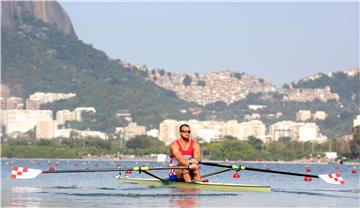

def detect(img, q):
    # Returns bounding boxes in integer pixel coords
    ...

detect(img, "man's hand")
[189,163,199,170]
[189,158,198,164]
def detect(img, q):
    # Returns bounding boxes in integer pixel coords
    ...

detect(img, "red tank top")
[176,139,194,157]
[169,139,194,176]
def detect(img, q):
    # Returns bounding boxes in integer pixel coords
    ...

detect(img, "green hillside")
[1,13,197,132]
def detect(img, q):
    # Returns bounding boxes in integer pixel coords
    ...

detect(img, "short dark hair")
[179,124,190,131]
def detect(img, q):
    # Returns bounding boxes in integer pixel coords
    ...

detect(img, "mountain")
[1,1,196,132]
[1,1,75,35]
[1,1,360,137]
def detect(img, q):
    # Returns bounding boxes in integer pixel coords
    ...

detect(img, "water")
[1,160,360,208]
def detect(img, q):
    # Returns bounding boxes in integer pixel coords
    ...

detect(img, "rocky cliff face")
[1,1,76,35]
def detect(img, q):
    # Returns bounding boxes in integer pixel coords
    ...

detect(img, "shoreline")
[1,157,360,165]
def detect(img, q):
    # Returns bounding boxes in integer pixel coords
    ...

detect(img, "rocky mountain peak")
[1,1,76,35]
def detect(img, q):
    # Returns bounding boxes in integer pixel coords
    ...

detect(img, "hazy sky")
[60,1,359,86]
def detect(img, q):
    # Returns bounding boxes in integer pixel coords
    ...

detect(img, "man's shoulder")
[191,139,200,146]
[170,139,178,147]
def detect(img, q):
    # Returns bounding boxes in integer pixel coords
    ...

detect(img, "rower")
[169,124,201,182]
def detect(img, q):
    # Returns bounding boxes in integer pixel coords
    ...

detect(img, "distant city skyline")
[60,1,359,87]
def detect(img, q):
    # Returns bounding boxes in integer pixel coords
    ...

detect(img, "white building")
[146,129,159,138]
[240,120,266,143]
[159,119,179,145]
[353,115,360,127]
[1,110,53,135]
[74,107,96,121]
[297,123,319,142]
[296,110,312,121]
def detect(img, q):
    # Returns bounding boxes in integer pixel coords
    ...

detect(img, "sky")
[59,1,360,87]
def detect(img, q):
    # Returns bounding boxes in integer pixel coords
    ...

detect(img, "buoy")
[304,176,312,182]
[201,178,209,183]
[233,172,240,178]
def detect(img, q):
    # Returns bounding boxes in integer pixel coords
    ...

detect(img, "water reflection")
[170,188,201,208]
[8,186,41,208]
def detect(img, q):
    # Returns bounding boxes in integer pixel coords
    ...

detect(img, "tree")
[183,75,192,86]
[248,136,263,151]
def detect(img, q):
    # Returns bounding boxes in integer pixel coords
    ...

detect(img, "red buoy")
[304,176,312,182]
[233,172,240,178]
[201,178,209,183]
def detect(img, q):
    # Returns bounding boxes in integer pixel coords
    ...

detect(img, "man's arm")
[194,141,201,162]
[170,143,190,166]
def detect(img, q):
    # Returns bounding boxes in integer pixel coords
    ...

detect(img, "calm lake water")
[1,159,360,208]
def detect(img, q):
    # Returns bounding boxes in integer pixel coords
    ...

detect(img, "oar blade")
[319,173,345,185]
[10,166,42,179]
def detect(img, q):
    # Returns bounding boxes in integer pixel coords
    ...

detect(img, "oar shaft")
[199,162,319,178]
[244,167,319,178]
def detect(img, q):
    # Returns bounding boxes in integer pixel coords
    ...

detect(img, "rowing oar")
[198,162,345,185]
[11,166,188,179]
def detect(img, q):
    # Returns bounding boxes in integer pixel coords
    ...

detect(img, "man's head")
[179,124,191,140]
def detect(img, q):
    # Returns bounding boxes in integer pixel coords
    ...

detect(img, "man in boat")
[169,124,201,182]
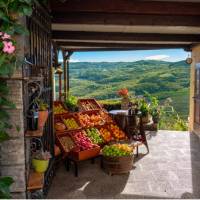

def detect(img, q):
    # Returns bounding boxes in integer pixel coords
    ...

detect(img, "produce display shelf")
[69,146,101,161]
[25,130,43,137]
[78,98,102,111]
[27,171,44,191]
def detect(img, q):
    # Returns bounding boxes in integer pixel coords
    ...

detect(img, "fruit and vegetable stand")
[54,99,137,176]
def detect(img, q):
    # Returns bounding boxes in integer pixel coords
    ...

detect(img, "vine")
[0,0,33,198]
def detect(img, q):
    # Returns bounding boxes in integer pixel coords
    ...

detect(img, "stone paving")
[48,131,200,199]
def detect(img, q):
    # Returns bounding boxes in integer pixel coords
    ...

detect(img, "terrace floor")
[47,130,200,199]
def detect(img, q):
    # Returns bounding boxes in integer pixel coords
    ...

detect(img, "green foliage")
[67,60,190,119]
[64,95,78,111]
[0,177,14,199]
[0,0,32,199]
[159,98,188,131]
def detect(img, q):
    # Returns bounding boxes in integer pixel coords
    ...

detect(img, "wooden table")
[109,110,149,155]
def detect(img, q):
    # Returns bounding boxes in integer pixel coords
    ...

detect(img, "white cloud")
[58,58,80,63]
[69,59,80,62]
[145,55,170,60]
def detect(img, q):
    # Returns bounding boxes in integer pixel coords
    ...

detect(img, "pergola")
[50,0,200,134]
[0,0,200,198]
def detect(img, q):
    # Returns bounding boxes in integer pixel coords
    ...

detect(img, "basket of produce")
[53,101,68,115]
[62,114,81,131]
[57,134,75,153]
[70,131,100,160]
[78,99,102,111]
[107,124,127,140]
[102,144,134,174]
[99,110,114,123]
[98,126,114,143]
[77,112,105,127]
[85,128,104,145]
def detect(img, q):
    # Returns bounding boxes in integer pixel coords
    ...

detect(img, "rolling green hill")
[61,60,190,119]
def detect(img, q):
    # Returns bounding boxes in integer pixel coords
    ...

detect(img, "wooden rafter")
[51,0,200,16]
[52,12,200,27]
[53,31,200,42]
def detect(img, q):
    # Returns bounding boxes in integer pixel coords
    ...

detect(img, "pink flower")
[3,41,15,54]
[2,33,10,40]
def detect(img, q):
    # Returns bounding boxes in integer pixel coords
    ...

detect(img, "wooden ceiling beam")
[52,12,200,27]
[62,44,190,51]
[52,31,200,43]
[56,41,192,48]
[51,0,200,16]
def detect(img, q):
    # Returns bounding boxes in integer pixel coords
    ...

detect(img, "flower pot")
[38,110,49,130]
[121,96,130,110]
[142,114,150,124]
[32,158,49,173]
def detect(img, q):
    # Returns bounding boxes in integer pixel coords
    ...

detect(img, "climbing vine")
[0,0,33,198]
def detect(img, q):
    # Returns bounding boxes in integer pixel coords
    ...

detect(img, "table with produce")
[54,99,134,174]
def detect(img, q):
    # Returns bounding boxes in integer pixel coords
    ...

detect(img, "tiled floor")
[48,131,200,199]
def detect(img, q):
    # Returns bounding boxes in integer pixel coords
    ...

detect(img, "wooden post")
[62,51,67,99]
[58,74,62,101]
[64,51,73,97]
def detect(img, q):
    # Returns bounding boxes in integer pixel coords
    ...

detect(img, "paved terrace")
[48,131,200,199]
:::::
▸ WHAT IS BEING ASKED
Each line in the records above should be reproduced exactly; images are not copied.

▸ TASK OUTPUT
def detect(img, q):
    # Returns bounding boxes in integer pixel coords
    ...

detect(img, "man's hand")
[189,163,199,170]
[189,158,198,164]
def detect(img, q):
    # Returns bounding boxes in integer pixel coords
    ...

detect(img, "red tank top")
[176,139,194,157]
[169,139,194,176]
def detect(img, q):
    # Returns bounding boxes in integer pixel coords
    ...

detect(img, "green hillside")
[1,13,197,132]
def detect(img, q):
    # Returns bounding boxes in integer pixel coords
    ...

detect(img, "short dark hair")
[179,124,190,131]
def detect(img, q):
    # Returns bounding boxes in integer pixel coords
    ...

detect(img, "mountain")
[1,1,196,132]
[1,1,75,35]
[1,1,360,137]
def detect(img, q):
    # Returns bounding boxes in integer pixel coords
    ...

detect(img, "water")
[1,160,360,208]
def detect(img, q):
    # Returns bounding boxes in integer pixel coords
    ...

detect(img, "rocky cliff face")
[1,1,76,35]
def detect(img, q):
    # Returns bounding boxes in integer pixel coords
    ...

detect(img, "shoreline")
[1,157,360,165]
def detect(img, q):
    # Returns bounding boxes in integer pixel coords
    ...

detect(img, "rocky mountain peak")
[1,1,76,35]
def detect(img, q):
    # Returns bounding boxes in integer pixel coords
    ...

detect(img, "hazy sky")
[60,1,359,86]
def detect(img, q):
    # Returns bounding boxes in integer pixel coords
    ...

detect(img, "man's shoulder")
[191,139,200,146]
[170,139,178,147]
def detect(img, q):
    # Returns bounding boxes in integer pixel coords
    ...

detect(img, "rower")
[169,124,201,182]
def detect(img, q):
    # Returns bounding boxes in integer pixel coords
    ...

detect(img, "distant city skyline")
[60,1,359,87]
def detect(img, q):
    # Returns bounding boxes in integer pixel coords
    ...

detect(img, "white building")
[146,129,159,138]
[240,120,266,143]
[159,119,179,145]
[353,115,360,127]
[1,110,53,135]
[74,107,96,121]
[297,123,319,142]
[296,110,312,121]
def detect(img, q):
    # Returns bounding boxes in integer pixel coords
    ...

detect(img, "sky")
[59,1,360,87]
def detect(img, q):
    # Returns bounding boxes in integer pixel coords
    ...

detect(img, "buoy")
[304,176,312,182]
[201,178,209,183]
[233,172,240,178]
def detect(img, q):
    # Returns bounding boxes in integer pixel coords
    ...

detect(img, "water reflection")
[170,188,201,208]
[8,186,41,208]
def detect(img, q):
    # Returns bounding boxes in integer pixel coords
    ...

detect(img, "tree")
[183,75,192,86]
[248,136,263,151]
def detect(img, q):
    # Returns bounding boxes in integer pixel coords
    ...

detect(img, "red buoy")
[304,176,312,182]
[233,172,240,178]
[201,178,209,183]
def detect(img, q):
    # Returns bounding boxes in integer pixel coords
    ...

detect(img, "man's arm")
[194,141,201,162]
[170,143,190,166]
def detect(img, q):
    # Returns bounding boxes in integer pixel coords
    ...

detect(img, "calm lake water")
[1,159,360,208]
def detect(img, q):
    # Returns bounding boxes in integer pixel coords
    ...

detect(img, "oar blade")
[319,173,345,185]
[10,166,42,179]
def detect(img, q):
    # Returns bounding boxes in integer pixel coords
    ...

detect(img, "oar shaft")
[199,162,319,178]
[244,167,319,178]
def detect(img, q):
    # Returns bounding boxes in integer pixel coords
    ...

detect(img, "rowing oar")
[198,162,345,185]
[11,166,188,179]
def detect(img, q):
    # Returns bounding boxes in integer pixel coords
    ...

detect(img, "man's head")
[179,124,191,140]
def detect(img, q):
    # Returns bounding boxes in integer pixel coords
    ...

detect(img, "man in boat")
[169,124,201,182]

def detect(img, q):
    # Returns bounding boxes in integer pixel coords
    ...

detect(img, "produce display shelf")
[69,146,101,161]
[25,130,43,137]
[78,98,102,111]
[27,171,44,191]
def detect(img, q):
    # Returns bounding boxes in integer pixel coords
    ...

detect(img, "fruit and vegetable stand")
[54,99,137,176]
def detect(img, q):
    # Returns bounding boxes in integer pixel coords
    ...

detect(img, "vine")
[0,0,33,198]
def detect(img, q):
    # Returns bounding boxes in integer pixel coords
    ...

detect(img, "stone paving")
[48,131,200,199]
def detect(img, q):
    # Returns bounding boxes in integer pixel coords
    ...

detect(img, "terrace floor")
[47,130,200,199]
def detect(img, q):
    # Returns bounding boxes in integer pixel coords
    ...

detect(img, "green foliage")
[67,60,190,119]
[64,95,78,111]
[0,177,14,199]
[0,0,32,199]
[159,98,188,131]
def detect(img, q):
    # Returns bounding boxes in integer pixel coords
    ...

detect(img, "wooden table")
[109,110,149,155]
def detect(img, q):
    # Returns bounding boxes in integer pixel coords
    ...

detect(img, "white cloud")
[58,58,80,63]
[69,59,80,62]
[145,55,170,60]
def detect(img, q):
    # Returns bounding boxes in integer pixel coords
    ...

detect(img, "pergola")
[50,0,200,134]
[0,0,200,198]
def detect(img, q):
    # Returns bounding boxes in integer pixel coords
    ...

detect(img, "basket of produce")
[53,101,68,115]
[62,114,81,131]
[57,134,75,153]
[70,131,100,160]
[78,99,102,111]
[107,124,127,140]
[102,144,134,174]
[99,110,114,123]
[98,126,114,143]
[77,112,105,127]
[85,128,104,145]
def detect(img, q):
    # Returns bounding boxes in integer pixel coords
    ...

detect(img, "rolling green hill")
[61,60,190,119]
def detect(img, q):
    # Returns bounding boxes in integer pixel coords
    ...

detect(img, "wooden rafter")
[51,0,200,16]
[52,12,200,27]
[53,31,200,42]
def detect(img, q):
    # Returns bounding boxes in integer pixel coords
    ...

detect(img, "pink flower")
[3,41,15,54]
[2,33,10,40]
def detect(img, q):
    # Returns bounding boxes in integer pixel coords
    ...

detect(img, "wooden ceiling beam")
[52,12,200,27]
[62,44,190,51]
[52,31,200,43]
[56,41,192,48]
[51,0,200,16]
def detect(img, q):
    # Returns bounding boxes in integer pixel coords
    ...

detect(img, "flower pot")
[38,110,49,130]
[121,96,130,110]
[142,114,150,124]
[32,158,49,173]
def detect(img, q):
    # Returns bounding boxes in integer pixel coords
    ...

detect(img, "climbing vine")
[0,0,33,198]
def detect(img, q):
    # Returns bounding boxes in integer pixel coords
    ...

detect(img, "table with produce")
[54,99,134,174]
def detect(img, q):
    # Returns bounding boxes in integer pixel coords
    ...

detect(img, "tiled floor")
[48,131,200,199]
def detect(img, q):
    # Returns bounding boxes in integer pixel coords
    ...

detect(img, "wooden post")
[62,51,67,99]
[58,74,62,101]
[64,51,73,97]
def detect(img, q):
    # Returns bounding boxes in integer pixel coords
    ...

detect(img, "paved terrace")
[48,131,200,199]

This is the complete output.